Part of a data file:
↓↓↓
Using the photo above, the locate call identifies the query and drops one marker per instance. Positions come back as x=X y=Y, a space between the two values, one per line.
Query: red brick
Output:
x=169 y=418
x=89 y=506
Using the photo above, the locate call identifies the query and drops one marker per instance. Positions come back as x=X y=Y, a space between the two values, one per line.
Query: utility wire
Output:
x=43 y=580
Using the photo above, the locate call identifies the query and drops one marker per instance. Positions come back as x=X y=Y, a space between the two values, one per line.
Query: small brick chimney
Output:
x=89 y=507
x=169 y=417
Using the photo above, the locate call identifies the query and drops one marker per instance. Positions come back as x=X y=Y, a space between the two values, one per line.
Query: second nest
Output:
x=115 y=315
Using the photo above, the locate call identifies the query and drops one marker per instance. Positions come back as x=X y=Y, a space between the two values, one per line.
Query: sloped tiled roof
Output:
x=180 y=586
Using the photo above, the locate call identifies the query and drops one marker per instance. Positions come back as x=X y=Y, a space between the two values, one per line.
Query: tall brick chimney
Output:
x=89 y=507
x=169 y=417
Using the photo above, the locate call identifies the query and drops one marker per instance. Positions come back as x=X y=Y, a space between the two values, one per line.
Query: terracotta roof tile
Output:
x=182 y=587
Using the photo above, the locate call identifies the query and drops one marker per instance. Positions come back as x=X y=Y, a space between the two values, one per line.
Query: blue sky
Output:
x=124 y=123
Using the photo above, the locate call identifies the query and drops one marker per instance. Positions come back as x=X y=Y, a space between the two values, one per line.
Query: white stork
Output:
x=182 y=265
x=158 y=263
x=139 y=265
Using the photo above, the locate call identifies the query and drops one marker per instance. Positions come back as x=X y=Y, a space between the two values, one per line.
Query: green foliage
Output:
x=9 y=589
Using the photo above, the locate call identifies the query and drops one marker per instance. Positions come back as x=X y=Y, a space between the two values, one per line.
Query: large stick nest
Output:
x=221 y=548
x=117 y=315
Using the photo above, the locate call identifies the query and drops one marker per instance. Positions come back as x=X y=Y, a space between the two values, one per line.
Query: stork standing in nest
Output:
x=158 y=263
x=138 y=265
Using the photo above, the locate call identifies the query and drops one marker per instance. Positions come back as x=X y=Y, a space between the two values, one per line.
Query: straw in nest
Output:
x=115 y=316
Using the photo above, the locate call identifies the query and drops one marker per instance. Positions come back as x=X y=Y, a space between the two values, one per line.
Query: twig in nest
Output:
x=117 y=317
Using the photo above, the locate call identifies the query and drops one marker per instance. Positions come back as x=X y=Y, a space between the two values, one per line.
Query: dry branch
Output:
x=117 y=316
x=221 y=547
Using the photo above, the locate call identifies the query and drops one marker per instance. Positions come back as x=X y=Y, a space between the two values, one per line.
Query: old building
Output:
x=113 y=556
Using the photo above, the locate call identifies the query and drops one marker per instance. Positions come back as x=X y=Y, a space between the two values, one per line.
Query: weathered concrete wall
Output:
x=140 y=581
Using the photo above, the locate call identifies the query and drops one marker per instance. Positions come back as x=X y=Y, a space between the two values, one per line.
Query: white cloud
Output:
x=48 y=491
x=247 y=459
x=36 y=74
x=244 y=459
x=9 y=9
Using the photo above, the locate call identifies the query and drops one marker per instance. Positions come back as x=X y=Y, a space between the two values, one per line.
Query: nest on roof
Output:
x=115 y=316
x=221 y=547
↑↑↑
EXERCISE:
Rescale the data starting at the beginning and ending at the line containing "x=124 y=123", both included. Reproduce every line, changing only the x and y coordinates in the outputs: multiply each by 2.35 and round to whole numbers, with halves rounded up.

SOLUTION BELOW:
Using the photo above, the locate call identifies the query and drops one marker per instance. Positions come back as x=X y=Y, a space between the two values, one per line.
Query: red brick
Output:
x=397 y=982
x=209 y=1189
Using the photo above, the locate call identifies the query and drops one marker per instance. Positions come back as x=X y=Y, a space between the two values, one per line.
Query: utility wire
Output:
x=101 y=1363
Using the photo above, the locate call identifies the query and drops one marker per instance. Positions come back as x=X y=Y, a space between the two values, one per line.
Query: small brick chimney
Output:
x=209 y=1191
x=397 y=980
Using the photo above, the locate call identifies the query and drops one marker per instance. Positions come back as x=X y=Y, a space between the two values, one per line.
Query: second nest
Output:
x=270 y=740
Using the photo above, the locate call identifies the query and drops one marker per instance. Positions come back as x=X y=Y, a space between the two values, one per line.
Query: sloped tiled roof
Output:
x=423 y=1377
Using the photo above, the locate call identifies the query and drops one marker per instance. Positions come back as x=X y=Y, a space between the two values, one per line.
Query: tall brick chimney
Output:
x=209 y=1191
x=397 y=980
Using the photo above, the locate call identifies the query and drops one marker per instance. Positions come back as x=X y=Y, a space between the two values, one per line.
Query: terracotta roof tile
Output:
x=428 y=1379
Using the photo above, the locate call identifies the query and drops one marker per instance. Positions come back as x=X y=Y, a space between the two values, one per line.
Query: blue sky
Output:
x=291 y=289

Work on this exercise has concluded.